— Start of DOCUMENT EXCERPT —
[YouTube] Improve and fix YoutubeJavaScriptExtractor

- Enhance documentation; - Fix the regular expression fallback on HTML embed watch page; - Use HTML scripts tag search first instead of the regular expression approach, now used as a last resort; - Compile regular expressions only once, in order to improve the performance of subsequent extraction calls when clearing the cache; - Provide original exceptions when fetching or parsing pages on which the base JavaScript's player could be found failed, allowing clients to detect network errors when they are the cause of the failures for instance; - Remove delegate method which was not taking a video ID and hardcoding one, as we can provide the video ID in all cases or do not provide a video ID at worse; - Rename and make extraction methods package-private, as they are not intended to be used publicly. These breaking internal changes have been applied where needed, in YoutubeJavaScriptExtractorTest and YoutubeStreamExtractor (in which an unneeded initStsFromPlayerJsIfNeeded call have been removed).
2023-07-22 20:08:22 +02:00 · 2023-07-22 20:08:22 +02:00 · a3d160edab
parent 5492343b8e
commit a3d160edab
3 changed files with 110 additions and 79 deletions
--- a/extractor/src/main/java/org/schabi/newpipe/extractor/services/youtube/YoutubeJavaScriptExtractor.java
+++ b/extractor/src/main/java/org/schabi/newpipe/extractor/services/youtube/YoutubeJavaScriptExtractor.java
@ -10,40 +10,62 @@ import org.schabi.newpipe.extractor.localization.Localization;
 import org.schabi.newpipe.extractor.utils.Parser;

 import javax.annotation.Nonnull;
+import java.util.regex.Pattern;

 /**
- * YouTube restricts streaming their media in multiple ways by requiring clients to apply a cipher
- * function on parameters of requests.
— End of DOCUMENT EXCERPT —
* [WHAT TO DO]
[1] Answer these questions about the commit page:
(a) How many files were changed, and how many additions and deletions were made?
(b) Which approach is now used only as a last resort?
(c) In which class was an unneeded initStsFromPlayerJsIfNeeded call removed?
[2] Write out the part of the commit page starting at "import javax.annotation.Nonnull;" and ending at "parameters of requests.", keeping every word and character unchanged.
— Start of RECORD SET —
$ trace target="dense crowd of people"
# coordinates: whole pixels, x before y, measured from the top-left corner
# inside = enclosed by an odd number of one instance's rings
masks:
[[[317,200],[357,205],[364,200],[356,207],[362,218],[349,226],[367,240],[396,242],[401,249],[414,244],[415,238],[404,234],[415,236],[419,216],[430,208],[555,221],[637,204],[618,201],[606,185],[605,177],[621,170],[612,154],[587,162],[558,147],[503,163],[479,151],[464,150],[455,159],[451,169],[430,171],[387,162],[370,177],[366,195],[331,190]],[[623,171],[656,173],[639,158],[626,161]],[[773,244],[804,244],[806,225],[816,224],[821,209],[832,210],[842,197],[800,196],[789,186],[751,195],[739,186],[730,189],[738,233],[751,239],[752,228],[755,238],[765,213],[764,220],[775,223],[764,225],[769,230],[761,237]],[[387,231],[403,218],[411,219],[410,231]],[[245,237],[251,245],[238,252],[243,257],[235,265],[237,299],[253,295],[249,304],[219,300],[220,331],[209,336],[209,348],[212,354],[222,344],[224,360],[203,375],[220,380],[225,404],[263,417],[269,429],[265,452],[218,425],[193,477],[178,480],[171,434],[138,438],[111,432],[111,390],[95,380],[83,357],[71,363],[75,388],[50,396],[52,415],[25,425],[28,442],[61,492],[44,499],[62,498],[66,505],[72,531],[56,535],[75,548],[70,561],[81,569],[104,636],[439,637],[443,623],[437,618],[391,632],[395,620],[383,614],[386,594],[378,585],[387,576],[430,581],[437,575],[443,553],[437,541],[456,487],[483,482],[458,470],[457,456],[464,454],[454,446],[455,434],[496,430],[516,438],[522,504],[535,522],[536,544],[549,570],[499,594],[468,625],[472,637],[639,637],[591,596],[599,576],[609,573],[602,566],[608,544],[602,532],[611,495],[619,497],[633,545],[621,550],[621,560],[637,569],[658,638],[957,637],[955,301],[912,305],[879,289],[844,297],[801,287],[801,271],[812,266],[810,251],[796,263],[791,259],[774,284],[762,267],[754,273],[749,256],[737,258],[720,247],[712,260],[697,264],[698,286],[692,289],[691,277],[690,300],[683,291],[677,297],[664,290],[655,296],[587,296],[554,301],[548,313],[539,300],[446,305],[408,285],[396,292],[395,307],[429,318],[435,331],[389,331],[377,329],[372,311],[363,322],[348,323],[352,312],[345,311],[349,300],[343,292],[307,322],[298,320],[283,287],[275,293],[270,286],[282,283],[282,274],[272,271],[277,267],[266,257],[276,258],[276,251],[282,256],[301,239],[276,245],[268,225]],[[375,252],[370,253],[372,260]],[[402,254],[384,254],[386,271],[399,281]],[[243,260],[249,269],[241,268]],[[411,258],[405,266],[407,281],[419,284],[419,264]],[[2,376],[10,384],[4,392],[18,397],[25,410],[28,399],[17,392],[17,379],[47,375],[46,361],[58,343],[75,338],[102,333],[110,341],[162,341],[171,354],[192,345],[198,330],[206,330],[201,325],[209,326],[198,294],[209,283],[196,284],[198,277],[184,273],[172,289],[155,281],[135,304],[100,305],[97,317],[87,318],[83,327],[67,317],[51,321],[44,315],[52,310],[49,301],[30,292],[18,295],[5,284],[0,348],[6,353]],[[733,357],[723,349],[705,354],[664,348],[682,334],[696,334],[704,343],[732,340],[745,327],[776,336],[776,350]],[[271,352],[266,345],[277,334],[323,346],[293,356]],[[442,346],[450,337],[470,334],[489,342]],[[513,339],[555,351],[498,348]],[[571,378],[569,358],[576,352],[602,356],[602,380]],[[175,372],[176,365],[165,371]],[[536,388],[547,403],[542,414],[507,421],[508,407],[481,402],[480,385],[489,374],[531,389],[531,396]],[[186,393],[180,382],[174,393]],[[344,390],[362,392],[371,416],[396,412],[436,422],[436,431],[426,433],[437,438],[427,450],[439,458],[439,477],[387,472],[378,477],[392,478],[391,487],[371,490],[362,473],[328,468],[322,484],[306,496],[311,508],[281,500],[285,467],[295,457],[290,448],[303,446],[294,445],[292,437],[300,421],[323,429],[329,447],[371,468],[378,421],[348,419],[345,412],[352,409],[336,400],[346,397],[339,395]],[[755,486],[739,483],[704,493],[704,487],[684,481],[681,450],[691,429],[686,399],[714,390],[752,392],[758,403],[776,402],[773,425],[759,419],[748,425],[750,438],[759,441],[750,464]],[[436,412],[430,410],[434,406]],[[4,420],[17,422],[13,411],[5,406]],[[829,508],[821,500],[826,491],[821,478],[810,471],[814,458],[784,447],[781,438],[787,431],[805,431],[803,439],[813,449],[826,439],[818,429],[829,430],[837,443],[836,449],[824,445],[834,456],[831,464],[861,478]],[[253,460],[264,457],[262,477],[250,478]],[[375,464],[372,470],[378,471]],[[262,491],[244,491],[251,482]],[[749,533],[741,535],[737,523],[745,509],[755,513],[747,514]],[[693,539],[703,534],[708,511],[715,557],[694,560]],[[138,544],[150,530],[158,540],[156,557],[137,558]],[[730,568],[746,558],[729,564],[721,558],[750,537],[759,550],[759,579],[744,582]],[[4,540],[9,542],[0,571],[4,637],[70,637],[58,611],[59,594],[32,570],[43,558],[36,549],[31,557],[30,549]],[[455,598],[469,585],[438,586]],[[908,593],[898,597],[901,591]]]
— End of RECORD SET —
— Start of RECORD SET —
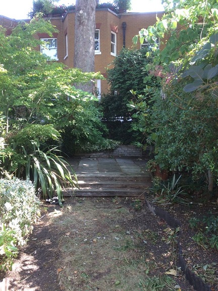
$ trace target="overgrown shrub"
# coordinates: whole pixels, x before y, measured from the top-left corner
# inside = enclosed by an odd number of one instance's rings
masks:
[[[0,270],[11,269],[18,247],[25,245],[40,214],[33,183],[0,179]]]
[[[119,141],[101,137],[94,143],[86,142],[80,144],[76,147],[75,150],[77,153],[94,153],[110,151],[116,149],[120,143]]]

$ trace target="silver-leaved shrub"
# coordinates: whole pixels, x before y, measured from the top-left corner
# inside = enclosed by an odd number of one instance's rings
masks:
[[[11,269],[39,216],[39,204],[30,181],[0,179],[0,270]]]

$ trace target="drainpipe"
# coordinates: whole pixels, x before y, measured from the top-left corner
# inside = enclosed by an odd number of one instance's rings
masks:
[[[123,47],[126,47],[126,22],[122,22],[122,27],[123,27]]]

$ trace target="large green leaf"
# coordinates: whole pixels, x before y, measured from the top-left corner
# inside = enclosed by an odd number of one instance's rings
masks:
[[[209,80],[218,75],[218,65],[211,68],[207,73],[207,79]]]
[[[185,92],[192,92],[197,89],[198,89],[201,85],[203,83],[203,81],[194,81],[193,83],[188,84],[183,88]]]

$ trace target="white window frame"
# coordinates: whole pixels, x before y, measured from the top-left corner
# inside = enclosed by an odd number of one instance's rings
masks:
— End of RECORD SET —
* [OUTPUTS IN ORDER]
[1]
(a) 3 files were changed, with 110 additions and 79 deletions.
(b) The regular expression approach.
(c) YoutubeStreamExtractor.

[2]
import javax.annotation.Nonnull;
+import java.util.regex.Pattern;

 /**
- * YouTube restricts streaming their media in multiple ways by requiring clients to apply a cipher
- * function on parameters of requests.